List each line below that contains the string "dark", copying every such line in full. Treat uppercase and lowercase letters as distinct.

>> start

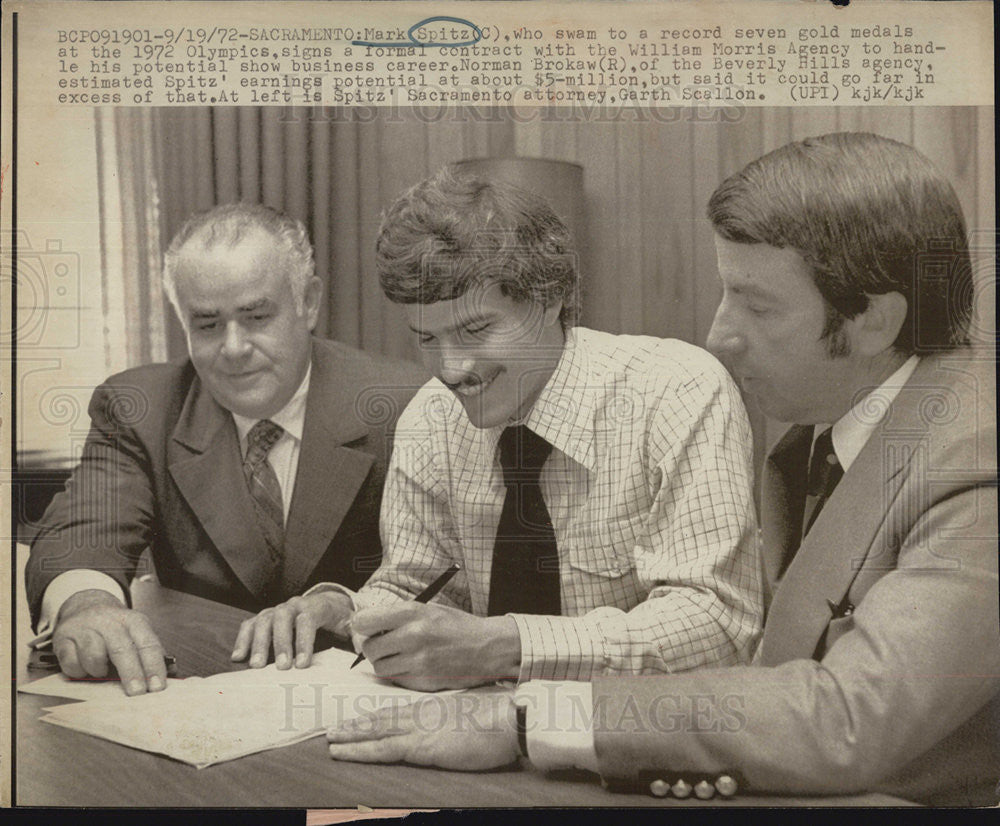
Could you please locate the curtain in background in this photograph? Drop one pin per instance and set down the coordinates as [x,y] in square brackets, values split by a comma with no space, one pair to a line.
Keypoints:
[132,301]
[647,257]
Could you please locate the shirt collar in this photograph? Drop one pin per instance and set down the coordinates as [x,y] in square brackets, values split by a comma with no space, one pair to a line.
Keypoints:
[563,414]
[291,417]
[853,430]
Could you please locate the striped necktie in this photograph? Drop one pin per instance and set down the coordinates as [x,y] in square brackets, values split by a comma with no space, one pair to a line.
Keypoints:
[525,574]
[264,488]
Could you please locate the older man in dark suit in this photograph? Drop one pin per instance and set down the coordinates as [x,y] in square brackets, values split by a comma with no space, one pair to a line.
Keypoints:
[250,470]
[846,293]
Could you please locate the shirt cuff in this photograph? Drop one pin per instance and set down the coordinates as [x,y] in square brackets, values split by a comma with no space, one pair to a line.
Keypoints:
[559,724]
[61,589]
[553,648]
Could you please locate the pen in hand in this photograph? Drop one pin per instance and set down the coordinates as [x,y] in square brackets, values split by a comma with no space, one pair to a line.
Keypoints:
[425,596]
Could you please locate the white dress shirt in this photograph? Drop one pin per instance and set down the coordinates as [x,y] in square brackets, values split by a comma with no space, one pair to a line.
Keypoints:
[284,458]
[560,736]
[649,488]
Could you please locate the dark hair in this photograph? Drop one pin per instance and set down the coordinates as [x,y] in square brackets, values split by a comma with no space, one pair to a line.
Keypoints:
[870,215]
[229,224]
[452,231]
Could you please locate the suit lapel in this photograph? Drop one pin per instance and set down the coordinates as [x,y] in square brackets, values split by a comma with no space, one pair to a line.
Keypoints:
[330,473]
[842,539]
[205,462]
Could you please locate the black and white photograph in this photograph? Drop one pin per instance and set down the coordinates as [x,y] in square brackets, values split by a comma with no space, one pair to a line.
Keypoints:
[466,456]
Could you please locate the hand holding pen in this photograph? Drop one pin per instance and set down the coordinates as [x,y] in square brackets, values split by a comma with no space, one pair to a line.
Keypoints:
[435,646]
[424,597]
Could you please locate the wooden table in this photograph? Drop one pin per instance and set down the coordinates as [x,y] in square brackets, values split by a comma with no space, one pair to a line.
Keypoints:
[59,767]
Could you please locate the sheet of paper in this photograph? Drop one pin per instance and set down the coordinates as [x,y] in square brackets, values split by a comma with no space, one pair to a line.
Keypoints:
[231,715]
[59,685]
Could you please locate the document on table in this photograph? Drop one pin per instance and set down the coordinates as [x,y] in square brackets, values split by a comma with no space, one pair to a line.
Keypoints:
[59,685]
[214,719]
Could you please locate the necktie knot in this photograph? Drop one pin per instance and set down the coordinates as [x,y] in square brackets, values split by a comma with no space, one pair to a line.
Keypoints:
[522,454]
[261,439]
[824,466]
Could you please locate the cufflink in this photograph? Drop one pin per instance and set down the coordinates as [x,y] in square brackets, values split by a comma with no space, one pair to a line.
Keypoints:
[521,724]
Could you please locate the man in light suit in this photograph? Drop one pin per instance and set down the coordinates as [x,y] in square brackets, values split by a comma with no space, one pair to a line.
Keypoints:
[250,470]
[847,291]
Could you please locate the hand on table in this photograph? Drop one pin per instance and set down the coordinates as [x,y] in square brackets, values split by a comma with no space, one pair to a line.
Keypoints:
[472,731]
[94,629]
[430,647]
[290,628]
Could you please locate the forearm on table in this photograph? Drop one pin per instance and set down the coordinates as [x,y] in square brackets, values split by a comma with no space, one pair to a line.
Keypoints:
[663,634]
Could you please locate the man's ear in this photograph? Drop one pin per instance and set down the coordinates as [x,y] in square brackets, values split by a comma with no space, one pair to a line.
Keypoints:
[311,301]
[552,313]
[876,329]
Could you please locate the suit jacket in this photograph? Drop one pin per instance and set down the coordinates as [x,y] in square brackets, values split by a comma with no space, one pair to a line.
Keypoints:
[879,667]
[161,468]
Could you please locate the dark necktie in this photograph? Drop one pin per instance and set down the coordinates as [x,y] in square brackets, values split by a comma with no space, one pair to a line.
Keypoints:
[525,574]
[824,474]
[263,484]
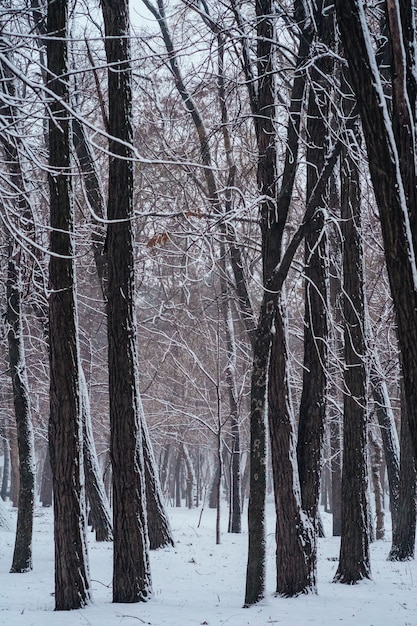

>> end

*COMPLETED EXERCISE*:
Could you please locate the older man in dark suit in this photograph? Drop one pin per instance and set down the coordinates as [x,y] in square brackets, values split by a comma with no space, one pair to a line.
Could you please locate the dark hair in this photograph? Drop one pin per instance and set down the coordinates as [x,y] in square brackets, values split by a comma with no space, one pair to a line.
Could you please locate the dark necktie in this photograph? Drop one pin per instance and set down the coordinates as [x,y] in square brackets, values split by a comma with no space, one pair to a line.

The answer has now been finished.